** Material for this task **

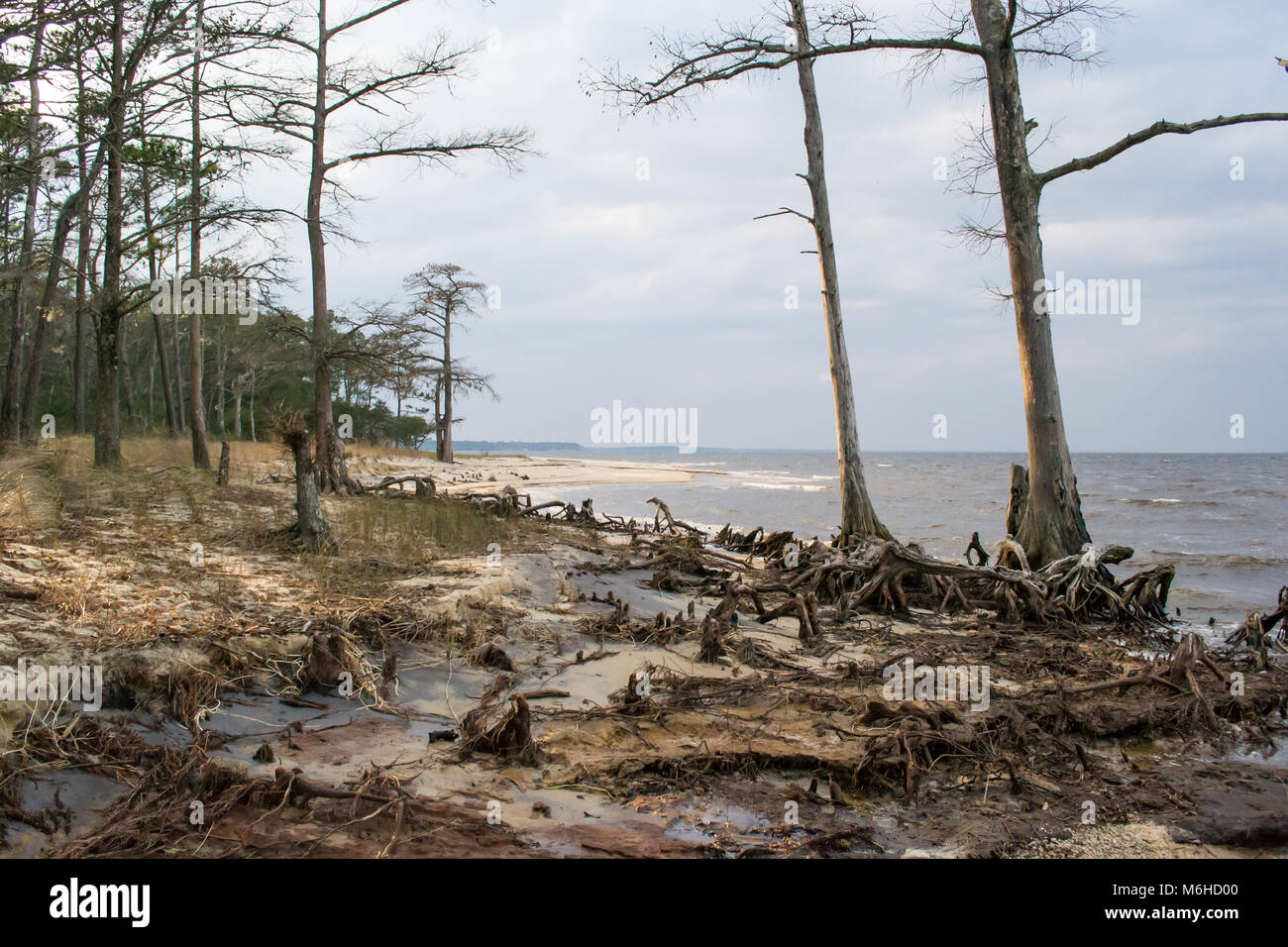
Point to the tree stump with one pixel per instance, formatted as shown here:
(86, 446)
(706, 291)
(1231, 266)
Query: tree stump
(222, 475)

--

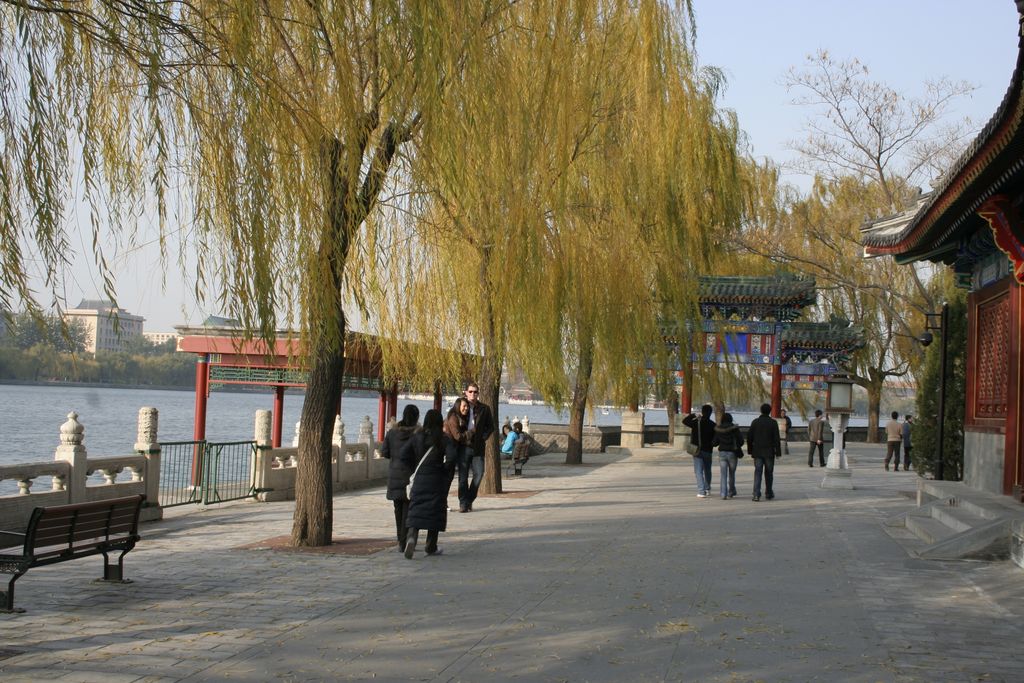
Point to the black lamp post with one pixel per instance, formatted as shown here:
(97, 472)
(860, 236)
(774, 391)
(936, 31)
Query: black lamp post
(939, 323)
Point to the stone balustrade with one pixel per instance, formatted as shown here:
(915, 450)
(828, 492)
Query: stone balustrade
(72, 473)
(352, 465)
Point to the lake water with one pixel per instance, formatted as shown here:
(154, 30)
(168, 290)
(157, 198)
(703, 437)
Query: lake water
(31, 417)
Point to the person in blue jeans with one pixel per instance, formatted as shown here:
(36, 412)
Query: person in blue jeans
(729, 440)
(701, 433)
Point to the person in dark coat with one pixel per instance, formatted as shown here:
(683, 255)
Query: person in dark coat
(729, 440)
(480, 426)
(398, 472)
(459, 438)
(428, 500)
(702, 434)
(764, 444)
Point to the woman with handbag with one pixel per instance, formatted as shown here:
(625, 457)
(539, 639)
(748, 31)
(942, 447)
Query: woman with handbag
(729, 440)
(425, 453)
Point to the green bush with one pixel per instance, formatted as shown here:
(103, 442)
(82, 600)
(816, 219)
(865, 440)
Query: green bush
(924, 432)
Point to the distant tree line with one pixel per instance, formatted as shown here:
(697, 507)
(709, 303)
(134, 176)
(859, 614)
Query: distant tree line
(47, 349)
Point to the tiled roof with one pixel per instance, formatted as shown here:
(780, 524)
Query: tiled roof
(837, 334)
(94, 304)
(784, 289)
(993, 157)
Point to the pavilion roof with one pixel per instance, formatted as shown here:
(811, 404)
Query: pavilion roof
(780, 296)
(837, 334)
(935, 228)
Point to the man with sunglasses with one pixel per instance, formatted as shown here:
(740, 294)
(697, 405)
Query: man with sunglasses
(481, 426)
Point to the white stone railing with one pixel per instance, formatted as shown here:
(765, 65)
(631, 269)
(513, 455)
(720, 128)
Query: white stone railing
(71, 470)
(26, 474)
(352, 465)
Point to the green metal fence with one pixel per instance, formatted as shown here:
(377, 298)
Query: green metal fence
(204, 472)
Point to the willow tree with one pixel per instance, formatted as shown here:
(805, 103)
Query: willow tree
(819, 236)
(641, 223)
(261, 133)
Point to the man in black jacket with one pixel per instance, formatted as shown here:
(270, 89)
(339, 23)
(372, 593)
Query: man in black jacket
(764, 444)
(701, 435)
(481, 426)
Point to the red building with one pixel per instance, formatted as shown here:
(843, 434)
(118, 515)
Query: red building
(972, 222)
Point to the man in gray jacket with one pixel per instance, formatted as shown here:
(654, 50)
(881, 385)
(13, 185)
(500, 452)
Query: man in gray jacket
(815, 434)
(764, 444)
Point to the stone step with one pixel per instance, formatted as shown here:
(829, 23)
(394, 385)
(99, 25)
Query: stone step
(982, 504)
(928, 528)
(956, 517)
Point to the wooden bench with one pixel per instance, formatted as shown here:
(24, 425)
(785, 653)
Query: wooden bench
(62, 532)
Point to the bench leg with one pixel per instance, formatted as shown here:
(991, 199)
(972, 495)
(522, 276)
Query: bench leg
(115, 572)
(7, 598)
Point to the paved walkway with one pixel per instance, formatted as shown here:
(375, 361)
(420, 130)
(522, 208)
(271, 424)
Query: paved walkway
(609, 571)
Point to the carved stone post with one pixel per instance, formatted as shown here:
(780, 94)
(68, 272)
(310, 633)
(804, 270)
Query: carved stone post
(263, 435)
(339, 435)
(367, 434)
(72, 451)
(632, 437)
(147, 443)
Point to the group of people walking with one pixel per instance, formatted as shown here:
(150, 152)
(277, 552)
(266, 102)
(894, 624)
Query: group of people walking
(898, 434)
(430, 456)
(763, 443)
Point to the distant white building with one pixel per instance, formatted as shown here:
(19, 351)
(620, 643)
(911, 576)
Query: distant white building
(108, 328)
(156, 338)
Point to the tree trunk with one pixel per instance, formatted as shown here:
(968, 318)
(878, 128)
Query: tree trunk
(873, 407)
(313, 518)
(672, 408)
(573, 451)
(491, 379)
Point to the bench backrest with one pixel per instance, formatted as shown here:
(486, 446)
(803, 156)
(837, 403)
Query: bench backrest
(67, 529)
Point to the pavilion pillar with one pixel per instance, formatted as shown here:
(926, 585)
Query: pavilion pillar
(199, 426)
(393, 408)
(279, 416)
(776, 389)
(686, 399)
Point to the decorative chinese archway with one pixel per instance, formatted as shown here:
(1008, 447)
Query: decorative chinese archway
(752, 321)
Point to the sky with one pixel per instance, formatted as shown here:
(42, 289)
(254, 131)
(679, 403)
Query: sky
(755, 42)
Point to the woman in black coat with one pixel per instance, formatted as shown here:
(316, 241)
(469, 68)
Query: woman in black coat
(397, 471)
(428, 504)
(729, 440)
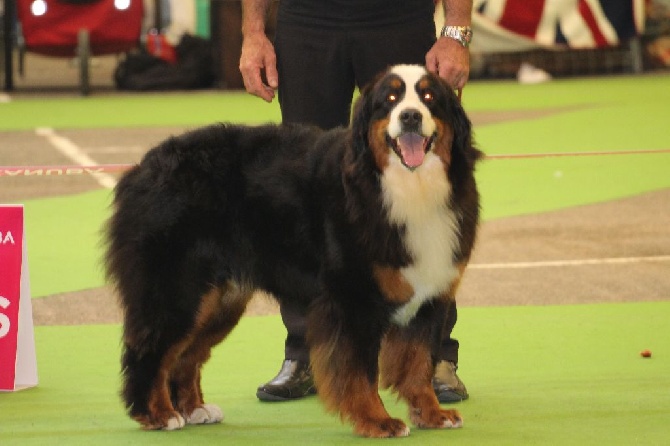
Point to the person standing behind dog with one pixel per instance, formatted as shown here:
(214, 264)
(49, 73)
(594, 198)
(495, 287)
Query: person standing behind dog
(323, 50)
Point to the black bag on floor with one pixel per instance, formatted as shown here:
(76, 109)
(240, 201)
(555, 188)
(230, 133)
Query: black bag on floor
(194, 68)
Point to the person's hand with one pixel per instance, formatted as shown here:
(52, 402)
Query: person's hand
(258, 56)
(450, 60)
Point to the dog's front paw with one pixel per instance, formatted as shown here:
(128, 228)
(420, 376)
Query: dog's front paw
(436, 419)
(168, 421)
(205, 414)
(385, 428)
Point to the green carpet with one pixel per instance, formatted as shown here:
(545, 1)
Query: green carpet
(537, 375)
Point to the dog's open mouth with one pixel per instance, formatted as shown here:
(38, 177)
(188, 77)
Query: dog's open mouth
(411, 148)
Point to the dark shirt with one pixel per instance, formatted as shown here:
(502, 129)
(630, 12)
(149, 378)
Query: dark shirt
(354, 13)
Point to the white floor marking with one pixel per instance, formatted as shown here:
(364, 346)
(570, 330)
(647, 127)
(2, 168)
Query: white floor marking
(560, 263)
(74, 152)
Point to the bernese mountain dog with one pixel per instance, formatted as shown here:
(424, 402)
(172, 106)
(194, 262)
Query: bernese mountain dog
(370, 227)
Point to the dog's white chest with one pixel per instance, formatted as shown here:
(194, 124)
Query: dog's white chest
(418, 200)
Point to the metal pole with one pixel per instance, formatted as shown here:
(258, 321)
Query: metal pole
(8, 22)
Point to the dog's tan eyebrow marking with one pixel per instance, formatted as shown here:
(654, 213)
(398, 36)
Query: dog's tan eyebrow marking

* * *

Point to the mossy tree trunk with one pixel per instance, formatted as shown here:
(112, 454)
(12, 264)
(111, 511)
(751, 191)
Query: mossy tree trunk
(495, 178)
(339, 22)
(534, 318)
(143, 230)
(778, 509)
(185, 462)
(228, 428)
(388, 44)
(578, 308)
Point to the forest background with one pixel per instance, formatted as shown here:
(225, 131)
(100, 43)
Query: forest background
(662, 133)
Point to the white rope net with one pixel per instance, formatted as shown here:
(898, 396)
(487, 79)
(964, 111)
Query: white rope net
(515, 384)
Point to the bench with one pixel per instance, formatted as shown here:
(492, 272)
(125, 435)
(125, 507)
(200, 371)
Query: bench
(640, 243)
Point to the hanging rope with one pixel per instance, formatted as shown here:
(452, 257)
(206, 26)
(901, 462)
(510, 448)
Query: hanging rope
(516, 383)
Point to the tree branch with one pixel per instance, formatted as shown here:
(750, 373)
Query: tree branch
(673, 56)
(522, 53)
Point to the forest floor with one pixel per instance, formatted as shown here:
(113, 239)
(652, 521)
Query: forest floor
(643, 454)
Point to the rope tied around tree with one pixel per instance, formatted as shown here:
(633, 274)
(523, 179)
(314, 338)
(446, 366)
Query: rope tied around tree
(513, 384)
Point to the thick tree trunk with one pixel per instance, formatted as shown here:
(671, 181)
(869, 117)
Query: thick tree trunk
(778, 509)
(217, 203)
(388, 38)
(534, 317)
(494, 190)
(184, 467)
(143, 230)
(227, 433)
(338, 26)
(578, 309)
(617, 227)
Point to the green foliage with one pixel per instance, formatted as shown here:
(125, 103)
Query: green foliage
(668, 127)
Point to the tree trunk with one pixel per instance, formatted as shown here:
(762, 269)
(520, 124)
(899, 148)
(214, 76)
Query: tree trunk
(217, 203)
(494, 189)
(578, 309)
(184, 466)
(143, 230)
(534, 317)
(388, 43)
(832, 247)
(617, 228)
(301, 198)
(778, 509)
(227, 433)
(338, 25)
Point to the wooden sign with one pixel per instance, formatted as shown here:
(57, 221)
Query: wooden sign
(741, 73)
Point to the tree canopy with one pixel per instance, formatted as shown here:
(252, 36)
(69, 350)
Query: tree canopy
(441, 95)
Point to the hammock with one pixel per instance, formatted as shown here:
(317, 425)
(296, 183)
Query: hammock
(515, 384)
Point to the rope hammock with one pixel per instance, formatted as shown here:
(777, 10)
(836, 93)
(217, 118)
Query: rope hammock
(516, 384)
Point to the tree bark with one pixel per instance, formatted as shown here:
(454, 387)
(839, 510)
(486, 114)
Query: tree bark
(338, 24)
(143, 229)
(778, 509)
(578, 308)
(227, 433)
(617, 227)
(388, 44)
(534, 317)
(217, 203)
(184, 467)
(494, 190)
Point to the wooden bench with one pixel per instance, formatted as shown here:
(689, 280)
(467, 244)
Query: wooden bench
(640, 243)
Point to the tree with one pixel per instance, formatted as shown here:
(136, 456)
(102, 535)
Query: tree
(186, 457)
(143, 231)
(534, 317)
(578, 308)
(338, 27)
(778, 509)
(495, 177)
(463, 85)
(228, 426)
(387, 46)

** Stated problem **
Please pick out every row above that contains the word "green", and copy each of those rows in full.

** Finished task **
Point to the green bush with one pixel per instance, formatted as shown here:
Query: green bush
Point to the green metal fence with one pixel per instance, formatted as shown here:
Query: green metal fence
Point to the green carpet with one pixel per instance, formatted as shown here:
Query: green carpet
Point to the green foliage with one pixel per instance, formatted as shown here:
Query: green foliage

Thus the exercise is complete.